**WHAT THIS TASK INVOLVES:** Return exactly the lines that run from the one with "Consider the photo above. For every instance of the cream" to the last line of the entries below, both included, and nothing else.

INPUT section start

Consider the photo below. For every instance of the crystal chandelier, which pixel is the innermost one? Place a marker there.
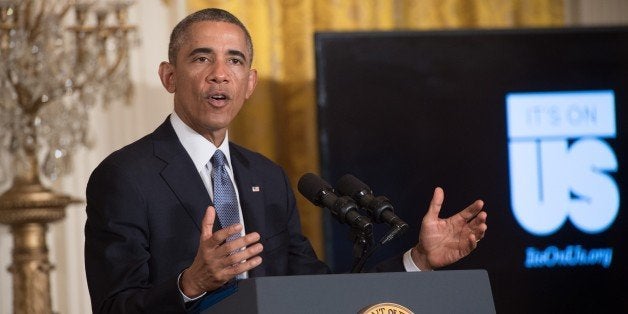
(51, 75)
(58, 59)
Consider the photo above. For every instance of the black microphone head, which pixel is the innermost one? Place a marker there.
(352, 186)
(310, 186)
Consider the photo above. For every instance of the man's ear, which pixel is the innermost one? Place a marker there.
(252, 83)
(166, 74)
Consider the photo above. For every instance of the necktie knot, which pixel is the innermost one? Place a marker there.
(218, 159)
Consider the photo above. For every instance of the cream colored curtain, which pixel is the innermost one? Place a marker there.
(280, 119)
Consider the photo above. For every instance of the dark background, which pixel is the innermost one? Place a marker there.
(408, 111)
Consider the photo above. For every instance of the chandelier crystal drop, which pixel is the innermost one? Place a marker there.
(58, 59)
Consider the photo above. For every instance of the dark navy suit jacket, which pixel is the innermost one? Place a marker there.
(145, 204)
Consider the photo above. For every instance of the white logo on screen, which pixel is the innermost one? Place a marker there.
(560, 163)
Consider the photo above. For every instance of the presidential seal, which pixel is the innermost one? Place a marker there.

INPUT section end

**FINAL ANSWER:**
Consider the photo above. For every instance of the cream colored curtain, which pixel is the innermost one? Place a marker there.
(280, 119)
Consider the photo above. For every instance of the dark background, which pixel is the innermost one? Place a marker there.
(408, 111)
Consider the photo above. For every instance of the chandelier crystal drop, which pixel is the innermost one? Place a marker there.
(58, 59)
Consider the photo above. For every instance of the dark navy suit jacket, which pixel is the innermost one? Place a marker there.
(145, 204)
Consider the photo above. For every instance of the white logo on screen, which pixel is the innermost one? Place a marker there.
(560, 163)
Consider the photo above. For every instance of the presidential seal, which pixel is the innermost one? Place a marker there.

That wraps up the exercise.